= Exercise =
Beginning with the line containing "[point] crocodile's scaly" and ending with the last line of the records, set down every line exactly.

= Record extracts =
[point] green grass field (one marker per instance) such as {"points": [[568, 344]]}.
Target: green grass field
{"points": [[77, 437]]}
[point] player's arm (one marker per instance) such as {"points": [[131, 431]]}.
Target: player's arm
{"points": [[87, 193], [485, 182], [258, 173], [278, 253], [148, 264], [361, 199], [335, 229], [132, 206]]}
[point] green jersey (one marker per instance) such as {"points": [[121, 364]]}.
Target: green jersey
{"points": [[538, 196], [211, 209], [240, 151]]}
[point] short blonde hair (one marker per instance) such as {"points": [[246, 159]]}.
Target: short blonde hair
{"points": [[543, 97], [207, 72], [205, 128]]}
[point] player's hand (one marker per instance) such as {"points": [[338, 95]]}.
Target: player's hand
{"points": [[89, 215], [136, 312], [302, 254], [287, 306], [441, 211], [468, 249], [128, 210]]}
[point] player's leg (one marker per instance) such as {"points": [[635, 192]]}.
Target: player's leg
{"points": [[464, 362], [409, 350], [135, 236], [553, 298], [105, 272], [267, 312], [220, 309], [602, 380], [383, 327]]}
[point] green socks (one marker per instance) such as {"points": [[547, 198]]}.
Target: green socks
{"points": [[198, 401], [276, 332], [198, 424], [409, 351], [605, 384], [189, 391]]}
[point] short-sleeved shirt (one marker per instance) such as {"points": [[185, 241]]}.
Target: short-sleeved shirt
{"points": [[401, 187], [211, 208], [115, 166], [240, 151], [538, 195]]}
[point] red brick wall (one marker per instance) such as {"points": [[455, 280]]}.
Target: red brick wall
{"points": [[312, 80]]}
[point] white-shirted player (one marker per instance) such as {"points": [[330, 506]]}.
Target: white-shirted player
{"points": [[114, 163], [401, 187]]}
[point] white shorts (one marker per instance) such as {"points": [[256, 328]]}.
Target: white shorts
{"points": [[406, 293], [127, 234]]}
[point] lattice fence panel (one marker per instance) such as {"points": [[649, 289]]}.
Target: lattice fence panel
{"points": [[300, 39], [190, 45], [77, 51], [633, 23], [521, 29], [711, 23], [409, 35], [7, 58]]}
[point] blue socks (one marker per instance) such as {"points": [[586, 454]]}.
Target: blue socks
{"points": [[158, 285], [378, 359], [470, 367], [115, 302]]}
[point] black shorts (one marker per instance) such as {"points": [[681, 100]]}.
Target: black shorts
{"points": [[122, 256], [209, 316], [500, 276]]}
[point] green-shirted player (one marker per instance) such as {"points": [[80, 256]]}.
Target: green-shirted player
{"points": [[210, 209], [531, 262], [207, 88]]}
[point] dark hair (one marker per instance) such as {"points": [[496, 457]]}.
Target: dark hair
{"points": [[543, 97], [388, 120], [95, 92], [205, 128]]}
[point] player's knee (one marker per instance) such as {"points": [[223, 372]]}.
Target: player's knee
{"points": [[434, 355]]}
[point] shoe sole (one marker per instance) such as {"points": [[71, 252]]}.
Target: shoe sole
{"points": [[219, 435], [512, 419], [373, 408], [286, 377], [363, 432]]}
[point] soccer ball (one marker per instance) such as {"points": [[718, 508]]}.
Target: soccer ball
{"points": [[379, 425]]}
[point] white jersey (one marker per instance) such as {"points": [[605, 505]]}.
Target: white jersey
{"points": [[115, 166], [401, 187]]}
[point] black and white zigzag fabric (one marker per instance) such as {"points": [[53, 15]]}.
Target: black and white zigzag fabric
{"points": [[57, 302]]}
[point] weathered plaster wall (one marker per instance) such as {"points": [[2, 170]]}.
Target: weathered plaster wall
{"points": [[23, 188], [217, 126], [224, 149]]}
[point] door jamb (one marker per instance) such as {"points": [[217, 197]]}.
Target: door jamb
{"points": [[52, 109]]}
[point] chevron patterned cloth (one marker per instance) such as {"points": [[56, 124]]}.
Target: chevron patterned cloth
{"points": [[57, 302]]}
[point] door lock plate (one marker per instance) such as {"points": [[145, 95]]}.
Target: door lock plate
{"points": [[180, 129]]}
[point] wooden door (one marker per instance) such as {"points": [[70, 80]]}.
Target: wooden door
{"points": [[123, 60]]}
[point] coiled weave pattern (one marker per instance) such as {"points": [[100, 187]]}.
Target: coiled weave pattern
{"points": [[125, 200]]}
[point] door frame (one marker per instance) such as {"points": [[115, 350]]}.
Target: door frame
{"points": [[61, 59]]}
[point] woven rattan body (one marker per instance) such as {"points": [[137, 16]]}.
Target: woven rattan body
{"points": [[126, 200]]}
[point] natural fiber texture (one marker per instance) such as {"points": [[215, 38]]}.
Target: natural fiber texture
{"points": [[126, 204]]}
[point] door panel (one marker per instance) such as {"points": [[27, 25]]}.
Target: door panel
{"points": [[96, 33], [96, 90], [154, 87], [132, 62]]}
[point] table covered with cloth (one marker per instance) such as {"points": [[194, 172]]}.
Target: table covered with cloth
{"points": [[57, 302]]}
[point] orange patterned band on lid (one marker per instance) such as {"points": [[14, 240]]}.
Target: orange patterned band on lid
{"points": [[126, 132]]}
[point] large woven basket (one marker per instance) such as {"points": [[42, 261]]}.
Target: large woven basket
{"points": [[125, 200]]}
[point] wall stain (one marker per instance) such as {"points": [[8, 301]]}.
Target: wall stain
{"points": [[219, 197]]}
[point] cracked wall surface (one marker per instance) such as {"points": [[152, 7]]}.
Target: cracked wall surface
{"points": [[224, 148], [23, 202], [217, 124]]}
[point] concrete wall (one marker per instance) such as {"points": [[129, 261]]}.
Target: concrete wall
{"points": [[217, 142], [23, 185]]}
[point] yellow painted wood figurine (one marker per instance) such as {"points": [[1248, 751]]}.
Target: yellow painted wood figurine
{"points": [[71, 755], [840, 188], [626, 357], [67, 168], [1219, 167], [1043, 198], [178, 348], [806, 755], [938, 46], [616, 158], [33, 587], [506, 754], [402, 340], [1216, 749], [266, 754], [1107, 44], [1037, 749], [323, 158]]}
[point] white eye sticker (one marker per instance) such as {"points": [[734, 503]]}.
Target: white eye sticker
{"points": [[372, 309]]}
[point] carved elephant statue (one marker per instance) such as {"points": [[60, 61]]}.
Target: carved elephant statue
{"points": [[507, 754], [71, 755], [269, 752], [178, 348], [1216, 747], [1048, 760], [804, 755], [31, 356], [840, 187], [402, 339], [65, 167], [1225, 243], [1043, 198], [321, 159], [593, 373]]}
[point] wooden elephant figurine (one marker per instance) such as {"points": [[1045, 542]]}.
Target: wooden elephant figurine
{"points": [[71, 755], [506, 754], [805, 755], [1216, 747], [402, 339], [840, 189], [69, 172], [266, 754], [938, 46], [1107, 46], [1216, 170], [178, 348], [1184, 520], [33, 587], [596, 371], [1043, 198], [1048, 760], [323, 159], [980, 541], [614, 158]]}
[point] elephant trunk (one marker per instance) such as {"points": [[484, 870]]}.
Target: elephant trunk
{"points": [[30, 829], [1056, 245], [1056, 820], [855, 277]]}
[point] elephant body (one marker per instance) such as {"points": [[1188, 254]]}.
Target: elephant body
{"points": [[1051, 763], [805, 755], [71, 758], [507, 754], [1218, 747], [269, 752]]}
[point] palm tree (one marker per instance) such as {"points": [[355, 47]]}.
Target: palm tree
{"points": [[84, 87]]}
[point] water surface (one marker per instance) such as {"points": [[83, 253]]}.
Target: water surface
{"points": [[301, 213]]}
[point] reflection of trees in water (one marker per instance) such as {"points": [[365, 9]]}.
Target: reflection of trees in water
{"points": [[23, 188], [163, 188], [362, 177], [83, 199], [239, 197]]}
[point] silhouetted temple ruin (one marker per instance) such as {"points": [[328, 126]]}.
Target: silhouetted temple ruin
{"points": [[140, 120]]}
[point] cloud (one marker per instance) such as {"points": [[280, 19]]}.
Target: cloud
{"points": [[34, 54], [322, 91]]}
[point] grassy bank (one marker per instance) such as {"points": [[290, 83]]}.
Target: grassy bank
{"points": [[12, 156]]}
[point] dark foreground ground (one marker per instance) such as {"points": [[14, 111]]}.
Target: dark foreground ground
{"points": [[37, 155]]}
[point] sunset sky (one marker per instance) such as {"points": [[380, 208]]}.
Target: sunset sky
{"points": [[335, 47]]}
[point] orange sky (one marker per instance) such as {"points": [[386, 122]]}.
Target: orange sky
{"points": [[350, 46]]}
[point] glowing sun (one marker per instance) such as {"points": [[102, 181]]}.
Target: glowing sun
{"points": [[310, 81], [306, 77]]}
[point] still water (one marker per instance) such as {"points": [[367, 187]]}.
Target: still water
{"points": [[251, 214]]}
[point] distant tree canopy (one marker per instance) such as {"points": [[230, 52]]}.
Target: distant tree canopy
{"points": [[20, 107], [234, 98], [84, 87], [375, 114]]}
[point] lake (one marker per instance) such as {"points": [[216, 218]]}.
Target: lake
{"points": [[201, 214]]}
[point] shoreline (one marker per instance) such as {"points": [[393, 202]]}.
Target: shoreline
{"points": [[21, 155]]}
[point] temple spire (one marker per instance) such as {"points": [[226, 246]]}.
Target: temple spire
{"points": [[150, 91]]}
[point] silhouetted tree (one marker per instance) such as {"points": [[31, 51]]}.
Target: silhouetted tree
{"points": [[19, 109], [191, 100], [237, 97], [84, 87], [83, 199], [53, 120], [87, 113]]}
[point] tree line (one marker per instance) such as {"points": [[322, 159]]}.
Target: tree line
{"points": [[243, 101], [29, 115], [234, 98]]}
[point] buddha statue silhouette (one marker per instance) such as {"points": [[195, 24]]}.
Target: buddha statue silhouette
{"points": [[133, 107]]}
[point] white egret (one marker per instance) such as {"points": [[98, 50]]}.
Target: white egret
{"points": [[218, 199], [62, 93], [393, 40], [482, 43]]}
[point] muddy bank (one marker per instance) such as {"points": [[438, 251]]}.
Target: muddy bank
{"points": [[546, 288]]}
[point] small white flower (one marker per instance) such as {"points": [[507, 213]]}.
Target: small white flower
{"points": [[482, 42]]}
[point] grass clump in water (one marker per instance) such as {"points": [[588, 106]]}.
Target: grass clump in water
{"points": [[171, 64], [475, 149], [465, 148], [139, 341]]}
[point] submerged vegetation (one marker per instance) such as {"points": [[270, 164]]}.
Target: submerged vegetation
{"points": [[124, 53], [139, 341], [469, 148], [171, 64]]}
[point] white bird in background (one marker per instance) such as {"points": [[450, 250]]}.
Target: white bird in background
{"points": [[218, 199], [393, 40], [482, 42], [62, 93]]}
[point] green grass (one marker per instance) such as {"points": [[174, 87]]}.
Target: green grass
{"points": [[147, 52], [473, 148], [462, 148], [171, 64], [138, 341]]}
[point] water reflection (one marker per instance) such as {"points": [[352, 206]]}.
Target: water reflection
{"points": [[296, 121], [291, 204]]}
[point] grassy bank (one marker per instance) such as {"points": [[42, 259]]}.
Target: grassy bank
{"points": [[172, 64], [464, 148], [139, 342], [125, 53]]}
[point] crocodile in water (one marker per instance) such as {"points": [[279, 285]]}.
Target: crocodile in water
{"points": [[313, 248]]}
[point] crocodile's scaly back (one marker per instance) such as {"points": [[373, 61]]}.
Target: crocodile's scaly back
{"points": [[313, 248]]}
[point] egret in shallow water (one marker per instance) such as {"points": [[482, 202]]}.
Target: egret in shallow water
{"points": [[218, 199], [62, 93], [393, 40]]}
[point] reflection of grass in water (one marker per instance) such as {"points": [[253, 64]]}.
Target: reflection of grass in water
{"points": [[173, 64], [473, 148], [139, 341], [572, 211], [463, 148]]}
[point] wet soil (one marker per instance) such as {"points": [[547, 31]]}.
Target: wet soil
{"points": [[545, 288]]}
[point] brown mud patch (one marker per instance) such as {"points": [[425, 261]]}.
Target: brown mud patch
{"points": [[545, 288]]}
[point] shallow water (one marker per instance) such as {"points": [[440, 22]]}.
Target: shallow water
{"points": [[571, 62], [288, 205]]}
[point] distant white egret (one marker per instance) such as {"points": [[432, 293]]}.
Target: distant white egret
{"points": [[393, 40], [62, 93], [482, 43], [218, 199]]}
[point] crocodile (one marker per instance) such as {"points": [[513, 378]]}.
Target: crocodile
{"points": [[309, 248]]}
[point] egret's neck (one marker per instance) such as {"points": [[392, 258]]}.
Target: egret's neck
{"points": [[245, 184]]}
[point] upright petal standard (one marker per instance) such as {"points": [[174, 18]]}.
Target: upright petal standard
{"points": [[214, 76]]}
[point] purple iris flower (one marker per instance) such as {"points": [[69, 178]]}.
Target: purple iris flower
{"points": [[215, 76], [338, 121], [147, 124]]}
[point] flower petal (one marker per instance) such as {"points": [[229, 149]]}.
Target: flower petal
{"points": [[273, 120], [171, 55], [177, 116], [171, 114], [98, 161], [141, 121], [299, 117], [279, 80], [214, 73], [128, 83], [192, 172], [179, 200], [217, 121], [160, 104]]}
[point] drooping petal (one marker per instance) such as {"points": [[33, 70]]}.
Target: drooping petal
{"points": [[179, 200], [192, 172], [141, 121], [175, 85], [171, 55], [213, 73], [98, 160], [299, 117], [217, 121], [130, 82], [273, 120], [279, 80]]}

= Response to this exercise =
[point] crocodile's scaly back (one marker per instance) such as {"points": [[373, 61]]}.
Target: crocodile's scaly back
{"points": [[313, 248]]}
[point] egret in shallow water (one marker per instance) such as {"points": [[482, 202]]}.
Target: egret in shallow water
{"points": [[218, 199], [62, 93], [393, 40]]}
[point] reflection of grass in water (one marker per instance) such as {"points": [[253, 64]]}.
Target: reflection of grass in water
{"points": [[173, 64], [473, 148], [139, 341], [572, 211], [463, 148]]}
[point] wet soil (one marker per instance) such as {"points": [[547, 31]]}.
Target: wet soil
{"points": [[545, 288]]}
[point] brown mud patch (one marker per instance) such as {"points": [[425, 261]]}.
Target: brown mud patch
{"points": [[545, 288]]}
[point] shallow water (one marker per instance) such as {"points": [[440, 22]]}.
Target: shallow water
{"points": [[571, 62], [288, 205]]}
[point] distant white egret (one marker per instance) such as {"points": [[432, 293]]}.
Target: distant white egret
{"points": [[393, 40], [62, 93], [482, 43], [218, 199]]}
[point] crocodile (one marker per instance) such as {"points": [[513, 378]]}.
Target: crocodile
{"points": [[309, 248]]}
[point] egret's neck (one marker per instance) such as {"points": [[392, 258]]}.
Target: egret's neck
{"points": [[245, 184]]}
[point] upright petal standard (one marker per instance) such as {"points": [[174, 18]]}.
Target: upright petal standard
{"points": [[214, 76]]}
[point] purple iris flower (one marker per instance) such as {"points": [[69, 178]]}.
Target: purple iris flower
{"points": [[215, 76], [338, 121], [147, 124]]}
[point] flower petal (one marker per instance) such as {"points": [[229, 149]]}.
Target: flower petal
{"points": [[273, 120], [171, 55], [177, 116], [171, 114], [98, 161], [141, 121], [299, 117], [279, 80], [214, 73], [128, 83], [192, 172], [179, 200], [217, 121], [160, 104]]}
[point] drooping petal (one marker per instance) such as {"points": [[33, 70]]}.
Target: drooping petal
{"points": [[179, 200], [192, 172], [141, 121], [175, 85], [171, 55], [213, 73], [98, 160], [299, 117], [217, 121], [130, 82], [273, 120], [279, 80]]}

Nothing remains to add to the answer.